WORK INSTRUCTIONS: Every entry is to be set down a second time, precisely as written.

[Data entries]
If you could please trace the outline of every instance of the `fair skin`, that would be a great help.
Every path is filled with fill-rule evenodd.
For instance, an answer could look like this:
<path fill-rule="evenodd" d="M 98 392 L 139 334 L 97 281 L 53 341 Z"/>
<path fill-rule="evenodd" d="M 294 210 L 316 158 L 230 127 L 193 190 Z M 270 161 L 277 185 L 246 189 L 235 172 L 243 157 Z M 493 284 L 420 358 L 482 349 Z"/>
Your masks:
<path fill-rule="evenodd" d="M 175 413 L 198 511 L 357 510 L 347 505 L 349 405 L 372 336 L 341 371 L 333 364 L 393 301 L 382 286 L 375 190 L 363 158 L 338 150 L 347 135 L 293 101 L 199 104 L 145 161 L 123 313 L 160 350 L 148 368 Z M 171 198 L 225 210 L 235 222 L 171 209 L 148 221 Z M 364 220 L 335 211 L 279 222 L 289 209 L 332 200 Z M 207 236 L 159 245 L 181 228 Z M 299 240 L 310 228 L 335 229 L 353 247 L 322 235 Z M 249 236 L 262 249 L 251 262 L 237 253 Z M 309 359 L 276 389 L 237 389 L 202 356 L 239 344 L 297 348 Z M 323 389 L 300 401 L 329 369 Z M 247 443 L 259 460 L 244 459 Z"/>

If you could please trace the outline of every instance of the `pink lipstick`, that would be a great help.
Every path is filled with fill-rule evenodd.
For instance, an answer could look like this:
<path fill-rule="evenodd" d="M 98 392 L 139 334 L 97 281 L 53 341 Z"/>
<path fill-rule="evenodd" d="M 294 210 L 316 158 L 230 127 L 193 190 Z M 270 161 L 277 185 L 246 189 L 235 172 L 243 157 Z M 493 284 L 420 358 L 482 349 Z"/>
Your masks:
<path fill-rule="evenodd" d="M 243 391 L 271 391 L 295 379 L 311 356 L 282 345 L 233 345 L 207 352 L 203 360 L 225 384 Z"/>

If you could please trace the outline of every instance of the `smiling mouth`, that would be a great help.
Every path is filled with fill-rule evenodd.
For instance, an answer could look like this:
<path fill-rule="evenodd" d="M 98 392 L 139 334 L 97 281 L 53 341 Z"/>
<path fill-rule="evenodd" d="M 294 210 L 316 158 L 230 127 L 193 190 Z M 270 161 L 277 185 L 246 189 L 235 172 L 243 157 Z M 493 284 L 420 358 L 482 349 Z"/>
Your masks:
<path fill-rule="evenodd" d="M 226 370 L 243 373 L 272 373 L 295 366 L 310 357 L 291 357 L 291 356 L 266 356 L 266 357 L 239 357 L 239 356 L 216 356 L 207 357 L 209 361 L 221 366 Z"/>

EXPECTED ANSWER:
If you could please trace the outline of every instance of the `fair skin`, that would be a great help.
Every path is filled with fill-rule evenodd.
For instance, an answer could look like this:
<path fill-rule="evenodd" d="M 98 392 L 139 334 L 97 281 L 53 341 Z"/>
<path fill-rule="evenodd" d="M 294 210 L 316 158 L 230 127 L 193 190 Z M 270 161 L 277 185 L 246 189 L 235 172 L 243 157 Z M 493 284 L 420 358 L 482 349 Z"/>
Your masks:
<path fill-rule="evenodd" d="M 175 413 L 198 511 L 357 510 L 347 505 L 349 405 L 372 336 L 341 371 L 333 364 L 393 301 L 382 286 L 375 190 L 363 158 L 338 150 L 347 135 L 293 101 L 199 104 L 145 161 L 123 313 L 160 350 L 148 368 Z M 171 198 L 225 210 L 235 222 L 171 209 L 148 221 Z M 364 220 L 335 211 L 279 222 L 289 209 L 332 200 Z M 207 236 L 159 245 L 181 228 Z M 299 240 L 310 228 L 335 229 L 353 247 L 322 235 Z M 249 236 L 262 249 L 251 262 L 237 253 Z M 309 359 L 276 389 L 237 389 L 202 356 L 239 344 L 297 348 Z M 323 389 L 300 401 L 329 369 Z M 247 443 L 259 460 L 244 459 Z"/>

If you could please trace the outline of every instance of the `pink lipstick`, that would be a great help.
Every path is filled with fill-rule evenodd.
For instance, an answer could look like this:
<path fill-rule="evenodd" d="M 98 392 L 139 334 L 97 281 L 53 341 Z"/>
<path fill-rule="evenodd" d="M 294 210 L 316 158 L 230 127 L 193 190 Z M 270 161 L 277 185 L 246 189 L 235 172 L 243 157 Z M 493 284 L 420 358 L 482 349 Z"/>
Your masks:
<path fill-rule="evenodd" d="M 243 391 L 271 391 L 295 379 L 311 356 L 282 345 L 233 345 L 207 352 L 203 360 L 225 384 Z"/>

If you could please trace the outline of every instance of the `smiling mouth`, that would be a great help.
Every path is filled with fill-rule evenodd.
For instance, an answer could look like this:
<path fill-rule="evenodd" d="M 98 392 L 139 334 L 97 281 L 53 341 Z"/>
<path fill-rule="evenodd" d="M 294 210 L 316 158 L 230 127 L 193 190 Z M 270 161 L 277 185 L 246 189 L 235 172 L 243 157 Z M 493 284 L 420 358 L 482 349 Z"/>
Your masks:
<path fill-rule="evenodd" d="M 226 370 L 243 373 L 272 373 L 295 366 L 310 357 L 291 357 L 291 356 L 266 356 L 266 357 L 239 357 L 239 356 L 216 356 L 207 357 L 209 361 L 221 366 Z"/>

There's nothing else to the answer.